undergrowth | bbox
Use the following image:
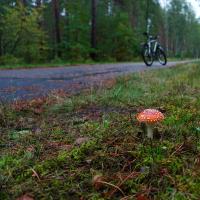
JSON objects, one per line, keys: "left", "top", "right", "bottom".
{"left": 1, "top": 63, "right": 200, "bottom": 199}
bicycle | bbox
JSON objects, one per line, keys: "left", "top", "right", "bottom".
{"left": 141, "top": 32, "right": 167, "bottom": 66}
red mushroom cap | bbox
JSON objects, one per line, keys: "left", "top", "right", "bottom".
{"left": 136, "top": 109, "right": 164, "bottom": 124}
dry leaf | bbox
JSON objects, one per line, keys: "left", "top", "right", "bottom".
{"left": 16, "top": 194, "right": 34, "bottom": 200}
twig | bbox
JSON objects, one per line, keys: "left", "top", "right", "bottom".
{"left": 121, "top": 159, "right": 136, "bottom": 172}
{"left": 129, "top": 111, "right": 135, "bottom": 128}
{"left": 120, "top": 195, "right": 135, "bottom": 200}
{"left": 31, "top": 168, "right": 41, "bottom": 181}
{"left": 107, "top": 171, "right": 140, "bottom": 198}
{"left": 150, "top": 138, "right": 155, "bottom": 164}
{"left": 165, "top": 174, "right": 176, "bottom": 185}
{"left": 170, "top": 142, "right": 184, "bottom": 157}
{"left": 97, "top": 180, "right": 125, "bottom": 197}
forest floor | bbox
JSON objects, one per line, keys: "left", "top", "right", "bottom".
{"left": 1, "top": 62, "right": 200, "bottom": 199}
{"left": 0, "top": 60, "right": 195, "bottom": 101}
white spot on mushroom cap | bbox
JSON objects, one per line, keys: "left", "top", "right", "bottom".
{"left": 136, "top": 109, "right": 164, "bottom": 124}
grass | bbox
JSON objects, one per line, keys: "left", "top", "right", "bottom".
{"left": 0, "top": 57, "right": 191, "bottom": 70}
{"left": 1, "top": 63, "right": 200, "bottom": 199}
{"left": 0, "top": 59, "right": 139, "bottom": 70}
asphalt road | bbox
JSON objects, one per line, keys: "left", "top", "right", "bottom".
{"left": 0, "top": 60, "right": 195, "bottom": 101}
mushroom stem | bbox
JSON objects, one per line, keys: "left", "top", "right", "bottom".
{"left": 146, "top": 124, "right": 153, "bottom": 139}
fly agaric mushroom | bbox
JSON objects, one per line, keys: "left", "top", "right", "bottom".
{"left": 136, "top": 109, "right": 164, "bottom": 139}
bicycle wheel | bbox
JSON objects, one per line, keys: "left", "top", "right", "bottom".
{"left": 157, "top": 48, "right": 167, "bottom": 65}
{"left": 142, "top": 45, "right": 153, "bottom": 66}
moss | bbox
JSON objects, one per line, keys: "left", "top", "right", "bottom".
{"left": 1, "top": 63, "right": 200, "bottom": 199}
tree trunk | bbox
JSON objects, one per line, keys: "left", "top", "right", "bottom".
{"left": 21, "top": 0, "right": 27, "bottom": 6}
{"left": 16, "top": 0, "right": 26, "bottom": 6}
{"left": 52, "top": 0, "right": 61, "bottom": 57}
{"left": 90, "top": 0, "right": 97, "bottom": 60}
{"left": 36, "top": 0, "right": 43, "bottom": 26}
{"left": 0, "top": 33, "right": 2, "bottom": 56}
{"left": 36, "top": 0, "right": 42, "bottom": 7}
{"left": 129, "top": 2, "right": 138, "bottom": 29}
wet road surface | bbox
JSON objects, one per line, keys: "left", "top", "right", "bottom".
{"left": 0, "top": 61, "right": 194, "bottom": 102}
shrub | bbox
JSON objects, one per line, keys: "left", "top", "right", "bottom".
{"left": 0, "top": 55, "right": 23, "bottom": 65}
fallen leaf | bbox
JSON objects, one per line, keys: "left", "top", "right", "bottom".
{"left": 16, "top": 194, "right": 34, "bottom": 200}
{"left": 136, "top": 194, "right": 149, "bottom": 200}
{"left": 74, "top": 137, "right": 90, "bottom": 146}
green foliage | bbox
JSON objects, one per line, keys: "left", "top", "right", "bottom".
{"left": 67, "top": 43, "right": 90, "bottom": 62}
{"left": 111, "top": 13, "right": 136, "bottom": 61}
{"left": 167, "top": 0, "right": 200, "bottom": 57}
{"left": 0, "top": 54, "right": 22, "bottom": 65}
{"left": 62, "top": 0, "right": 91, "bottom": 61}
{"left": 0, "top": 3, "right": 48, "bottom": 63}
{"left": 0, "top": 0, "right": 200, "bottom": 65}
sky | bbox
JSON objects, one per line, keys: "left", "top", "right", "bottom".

To do:
Search the material above for lines containing the string "mushroom", then pull them out.

Reply to the task:
red mushroom cap | bbox
white spot on mushroom cap | bbox
mushroom stem | bbox
fly agaric mushroom | bbox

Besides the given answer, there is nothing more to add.